# EXERCISE PROMPT:
Take the entries below and give them back exactly. Leave out nothing.

# RECORDS FOR THIS EXERCISE:
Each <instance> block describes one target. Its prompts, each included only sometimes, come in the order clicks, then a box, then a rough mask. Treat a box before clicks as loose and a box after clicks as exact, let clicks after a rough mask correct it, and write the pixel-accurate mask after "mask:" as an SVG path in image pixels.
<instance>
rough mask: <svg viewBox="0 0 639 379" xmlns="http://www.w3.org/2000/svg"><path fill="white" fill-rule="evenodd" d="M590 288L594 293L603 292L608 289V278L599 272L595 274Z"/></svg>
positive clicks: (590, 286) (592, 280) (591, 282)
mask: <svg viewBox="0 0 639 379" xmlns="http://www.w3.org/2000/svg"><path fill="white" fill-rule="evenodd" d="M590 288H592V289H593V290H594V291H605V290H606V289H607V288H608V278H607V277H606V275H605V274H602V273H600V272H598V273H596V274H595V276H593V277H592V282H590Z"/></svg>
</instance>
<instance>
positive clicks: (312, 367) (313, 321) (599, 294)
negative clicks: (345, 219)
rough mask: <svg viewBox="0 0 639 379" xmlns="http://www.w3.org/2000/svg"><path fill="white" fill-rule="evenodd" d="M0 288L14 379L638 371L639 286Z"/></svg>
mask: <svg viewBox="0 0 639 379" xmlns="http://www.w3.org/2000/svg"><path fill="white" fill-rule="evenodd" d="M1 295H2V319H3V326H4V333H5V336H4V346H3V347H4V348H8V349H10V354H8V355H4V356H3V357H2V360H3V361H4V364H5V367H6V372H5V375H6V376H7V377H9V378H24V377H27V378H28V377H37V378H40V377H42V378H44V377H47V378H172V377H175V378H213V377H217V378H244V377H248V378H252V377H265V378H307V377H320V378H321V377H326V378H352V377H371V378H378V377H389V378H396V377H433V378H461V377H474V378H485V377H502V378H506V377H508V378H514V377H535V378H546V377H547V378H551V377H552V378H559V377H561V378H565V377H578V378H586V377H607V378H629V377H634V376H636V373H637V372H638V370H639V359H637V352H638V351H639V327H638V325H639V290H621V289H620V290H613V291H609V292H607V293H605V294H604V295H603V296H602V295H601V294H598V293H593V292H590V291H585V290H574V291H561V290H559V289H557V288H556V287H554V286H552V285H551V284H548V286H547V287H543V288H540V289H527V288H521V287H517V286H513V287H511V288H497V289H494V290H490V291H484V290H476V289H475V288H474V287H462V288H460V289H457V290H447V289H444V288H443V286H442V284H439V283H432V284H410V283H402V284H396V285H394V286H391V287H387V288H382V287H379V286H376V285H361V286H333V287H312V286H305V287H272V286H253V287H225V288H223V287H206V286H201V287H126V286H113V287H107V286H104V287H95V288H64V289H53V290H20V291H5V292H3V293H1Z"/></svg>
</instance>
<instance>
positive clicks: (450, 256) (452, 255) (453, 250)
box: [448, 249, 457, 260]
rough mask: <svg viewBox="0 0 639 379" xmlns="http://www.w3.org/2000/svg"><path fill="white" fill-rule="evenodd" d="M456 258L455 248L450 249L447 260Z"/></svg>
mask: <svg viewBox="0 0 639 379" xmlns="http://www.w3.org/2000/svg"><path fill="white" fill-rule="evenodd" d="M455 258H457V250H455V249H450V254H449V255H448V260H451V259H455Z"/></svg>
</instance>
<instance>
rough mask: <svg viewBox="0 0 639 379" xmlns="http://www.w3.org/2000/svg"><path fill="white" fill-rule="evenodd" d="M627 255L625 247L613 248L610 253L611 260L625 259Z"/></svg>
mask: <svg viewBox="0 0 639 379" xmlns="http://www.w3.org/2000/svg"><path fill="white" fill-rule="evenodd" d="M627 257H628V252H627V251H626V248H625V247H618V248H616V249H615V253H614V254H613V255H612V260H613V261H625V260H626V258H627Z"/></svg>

# OUTPUT FOR THIS TASK:
Each <instance> block describes one target. Its prompts, each included only sometimes, come in the order clicks, then a box, then a rough mask. Treat a box before clicks as loose and a box after clicks as exact, let clicks after a rough mask correct it, and write the pixel-accurate mask after "mask:" as an SVG path in image pixels.
<instance>
rough mask: <svg viewBox="0 0 639 379" xmlns="http://www.w3.org/2000/svg"><path fill="white" fill-rule="evenodd" d="M590 288L594 293L603 292L608 289V278L599 272L595 274Z"/></svg>
positive clicks: (590, 286) (592, 280) (591, 282)
mask: <svg viewBox="0 0 639 379" xmlns="http://www.w3.org/2000/svg"><path fill="white" fill-rule="evenodd" d="M590 288H592V289H593V290H594V291H605V290H606V289H607V288H608V278H607V277H606V275H605V274H602V273H600V272H598V273H596V274H595V276H593V277H592V282H590Z"/></svg>
</instance>
<instance>
positive clicks: (312, 367) (313, 321) (599, 294)
negative clicks: (345, 219)
rough mask: <svg viewBox="0 0 639 379" xmlns="http://www.w3.org/2000/svg"><path fill="white" fill-rule="evenodd" d="M0 288L14 379L638 371L639 286Z"/></svg>
mask: <svg viewBox="0 0 639 379" xmlns="http://www.w3.org/2000/svg"><path fill="white" fill-rule="evenodd" d="M1 295H2V319H3V326H4V333H5V336H4V346H3V347H4V348H8V349H10V354H8V355H4V356H3V357H2V360H3V361H4V364H5V367H6V372H5V375H6V376H7V377H9V378H24V377H27V378H28V377H37V378H40V377H42V378H44V377H47V378H172V377H175V378H213V377H217V378H244V377H248V378H252V377H265V378H307V377H320V378H321V377H326V378H352V377H371V378H378V377H389V378H396V377H433V378H461V377H474V378H485V377H502V378H506V377H508V378H514V377H535V378H546V377H547V378H551V377H552V378H559V377H561V378H565V377H578V378H586V377H607V378H629V377H634V376H636V373H637V372H638V370H639V359H637V352H638V351H639V327H638V325H639V290H621V289H620V290H613V291H609V292H607V293H605V294H604V295H603V296H602V295H601V294H598V293H593V292H590V291H585V290H574V291H561V290H559V289H557V288H556V287H554V286H552V285H551V284H548V286H547V287H543V288H540V289H527V288H521V287H517V286H513V287H511V288H497V289H494V290H490V291H484V290H476V289H475V288H474V287H462V288H460V289H457V290H447V289H444V288H443V286H442V284H439V283H432V284H410V283H402V284H396V285H394V286H391V287H387V288H382V287H379V286H376V285H361V286H333V287H312V286H305V287H272V286H253V287H225V288H223V287H206V286H201V287H126V286H113V287H107V286H104V287H95V288H64V289H53V290H20V291H5V292H3V293H1Z"/></svg>
</instance>
<instance>
positive clicks: (450, 256) (452, 255) (453, 250)
box: [448, 249, 457, 260]
rough mask: <svg viewBox="0 0 639 379" xmlns="http://www.w3.org/2000/svg"><path fill="white" fill-rule="evenodd" d="M456 258L455 248L450 249L447 260Z"/></svg>
mask: <svg viewBox="0 0 639 379" xmlns="http://www.w3.org/2000/svg"><path fill="white" fill-rule="evenodd" d="M455 258H457V250H455V249H450V254H449V255H448V260H451V259H455Z"/></svg>
</instance>
<instance>
rough mask: <svg viewBox="0 0 639 379" xmlns="http://www.w3.org/2000/svg"><path fill="white" fill-rule="evenodd" d="M627 255L625 247L613 248L610 253L611 260L625 259Z"/></svg>
mask: <svg viewBox="0 0 639 379" xmlns="http://www.w3.org/2000/svg"><path fill="white" fill-rule="evenodd" d="M627 257H628V252H627V251H626V248H625V247H618V248H616V249H615V253H614V254H613V255H612V260H613V261H625V260H626V258H627Z"/></svg>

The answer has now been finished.